Please return, copied in full, every line of the records below that contains the string "roof".
▼
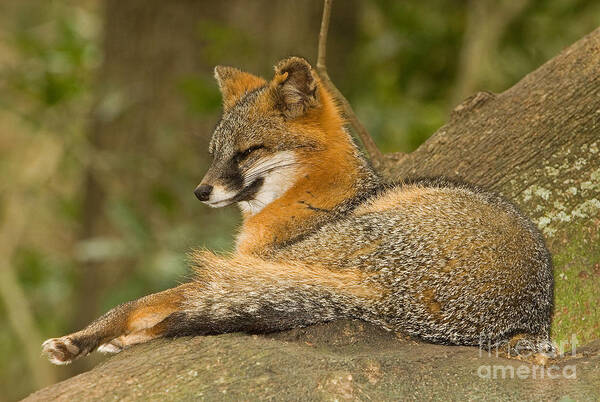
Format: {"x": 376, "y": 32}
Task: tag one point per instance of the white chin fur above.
{"x": 219, "y": 197}
{"x": 276, "y": 181}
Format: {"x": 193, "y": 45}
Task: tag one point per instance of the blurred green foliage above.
{"x": 405, "y": 63}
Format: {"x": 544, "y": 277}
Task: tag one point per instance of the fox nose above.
{"x": 203, "y": 191}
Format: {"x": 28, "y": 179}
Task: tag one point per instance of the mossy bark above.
{"x": 538, "y": 144}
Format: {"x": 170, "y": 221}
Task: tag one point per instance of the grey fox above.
{"x": 324, "y": 238}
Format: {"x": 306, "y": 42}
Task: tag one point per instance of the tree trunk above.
{"x": 537, "y": 143}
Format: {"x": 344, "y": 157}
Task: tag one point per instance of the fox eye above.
{"x": 240, "y": 156}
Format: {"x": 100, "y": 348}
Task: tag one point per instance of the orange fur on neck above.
{"x": 326, "y": 178}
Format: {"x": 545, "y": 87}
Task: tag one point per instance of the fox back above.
{"x": 447, "y": 261}
{"x": 325, "y": 238}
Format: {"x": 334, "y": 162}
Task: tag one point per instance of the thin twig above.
{"x": 376, "y": 156}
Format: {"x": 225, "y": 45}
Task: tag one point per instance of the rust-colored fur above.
{"x": 324, "y": 238}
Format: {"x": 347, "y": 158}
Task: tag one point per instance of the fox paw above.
{"x": 114, "y": 346}
{"x": 61, "y": 350}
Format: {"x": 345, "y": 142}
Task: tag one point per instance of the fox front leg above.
{"x": 127, "y": 324}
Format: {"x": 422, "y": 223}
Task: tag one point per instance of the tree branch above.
{"x": 374, "y": 153}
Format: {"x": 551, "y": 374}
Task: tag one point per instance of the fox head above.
{"x": 269, "y": 134}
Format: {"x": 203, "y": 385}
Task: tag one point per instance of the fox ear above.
{"x": 295, "y": 87}
{"x": 234, "y": 84}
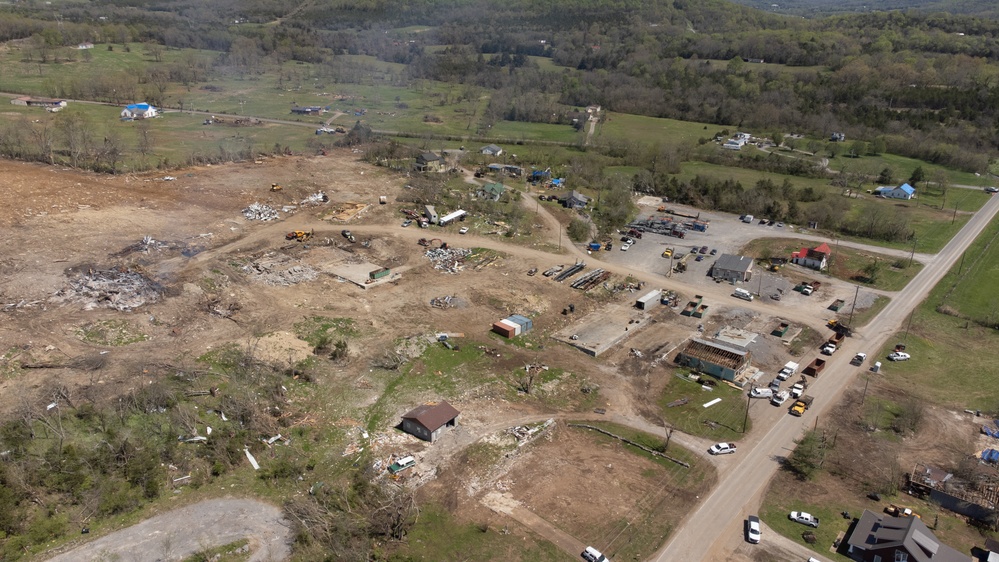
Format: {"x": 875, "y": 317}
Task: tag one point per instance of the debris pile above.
{"x": 525, "y": 434}
{"x": 258, "y": 212}
{"x": 277, "y": 270}
{"x": 442, "y": 302}
{"x": 121, "y": 289}
{"x": 448, "y": 260}
{"x": 317, "y": 198}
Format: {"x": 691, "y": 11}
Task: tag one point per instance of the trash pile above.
{"x": 146, "y": 245}
{"x": 448, "y": 260}
{"x": 258, "y": 212}
{"x": 317, "y": 198}
{"x": 121, "y": 289}
{"x": 277, "y": 270}
{"x": 442, "y": 302}
{"x": 525, "y": 434}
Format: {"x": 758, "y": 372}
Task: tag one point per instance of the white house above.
{"x": 904, "y": 191}
{"x": 139, "y": 111}
{"x": 491, "y": 150}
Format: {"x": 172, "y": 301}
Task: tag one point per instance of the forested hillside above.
{"x": 923, "y": 84}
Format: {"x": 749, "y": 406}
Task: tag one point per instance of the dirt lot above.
{"x": 81, "y": 285}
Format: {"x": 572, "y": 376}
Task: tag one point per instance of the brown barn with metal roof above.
{"x": 429, "y": 421}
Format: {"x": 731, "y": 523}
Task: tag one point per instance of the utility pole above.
{"x": 854, "y": 307}
{"x": 745, "y": 421}
{"x": 905, "y": 339}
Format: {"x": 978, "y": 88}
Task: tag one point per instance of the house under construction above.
{"x": 717, "y": 359}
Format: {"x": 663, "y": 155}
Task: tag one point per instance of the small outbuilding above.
{"x": 814, "y": 258}
{"x": 733, "y": 268}
{"x": 719, "y": 360}
{"x": 139, "y": 111}
{"x": 429, "y": 162}
{"x": 429, "y": 421}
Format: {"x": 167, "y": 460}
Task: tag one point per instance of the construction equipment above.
{"x": 299, "y": 235}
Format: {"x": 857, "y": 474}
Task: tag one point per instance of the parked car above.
{"x": 722, "y": 449}
{"x": 754, "y": 532}
{"x": 804, "y": 518}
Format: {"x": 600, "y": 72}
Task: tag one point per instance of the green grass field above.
{"x": 846, "y": 263}
{"x": 935, "y": 339}
{"x": 721, "y": 422}
{"x": 648, "y": 130}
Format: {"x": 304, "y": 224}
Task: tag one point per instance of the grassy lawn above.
{"x": 437, "y": 535}
{"x": 649, "y": 524}
{"x": 721, "y": 422}
{"x": 934, "y": 338}
{"x": 519, "y": 130}
{"x": 846, "y": 263}
{"x": 636, "y": 128}
{"x": 779, "y": 503}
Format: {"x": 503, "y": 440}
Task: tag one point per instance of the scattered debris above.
{"x": 122, "y": 289}
{"x": 278, "y": 269}
{"x": 317, "y": 198}
{"x": 525, "y": 434}
{"x": 259, "y": 212}
{"x": 448, "y": 260}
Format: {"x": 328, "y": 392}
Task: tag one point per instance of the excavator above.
{"x": 299, "y": 235}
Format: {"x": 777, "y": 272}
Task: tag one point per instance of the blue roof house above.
{"x": 904, "y": 191}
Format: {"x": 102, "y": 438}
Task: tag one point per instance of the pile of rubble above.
{"x": 441, "y": 302}
{"x": 276, "y": 270}
{"x": 121, "y": 289}
{"x": 448, "y": 260}
{"x": 317, "y": 198}
{"x": 258, "y": 212}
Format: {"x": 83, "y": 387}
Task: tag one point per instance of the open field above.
{"x": 846, "y": 263}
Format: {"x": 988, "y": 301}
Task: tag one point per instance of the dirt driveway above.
{"x": 180, "y": 533}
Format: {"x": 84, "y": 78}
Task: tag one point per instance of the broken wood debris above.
{"x": 525, "y": 434}
{"x": 260, "y": 212}
{"x": 122, "y": 289}
{"x": 448, "y": 260}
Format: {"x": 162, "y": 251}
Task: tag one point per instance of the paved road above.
{"x": 708, "y": 533}
{"x": 183, "y": 532}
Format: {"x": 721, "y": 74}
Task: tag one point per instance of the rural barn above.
{"x": 716, "y": 359}
{"x": 429, "y": 421}
{"x": 814, "y": 258}
{"x": 733, "y": 268}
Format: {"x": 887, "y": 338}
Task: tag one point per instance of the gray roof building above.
{"x": 883, "y": 538}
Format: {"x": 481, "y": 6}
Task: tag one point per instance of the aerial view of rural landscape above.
{"x": 470, "y": 280}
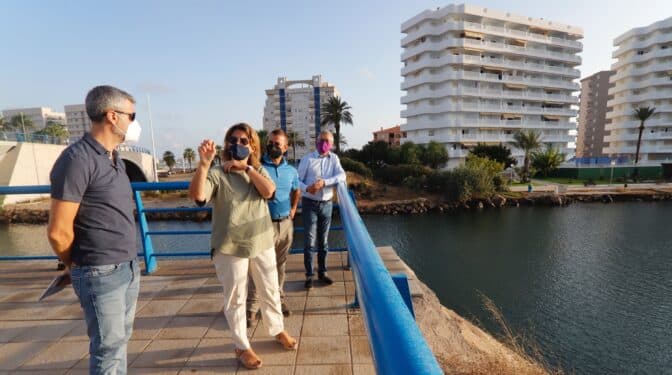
▲
• [Final result]:
Task: tag one point per instance of the brown barn with metal roof above.
Task: tag one point per instance of the blue roof house above.
Task: tag one point per instance of the gray roof building above.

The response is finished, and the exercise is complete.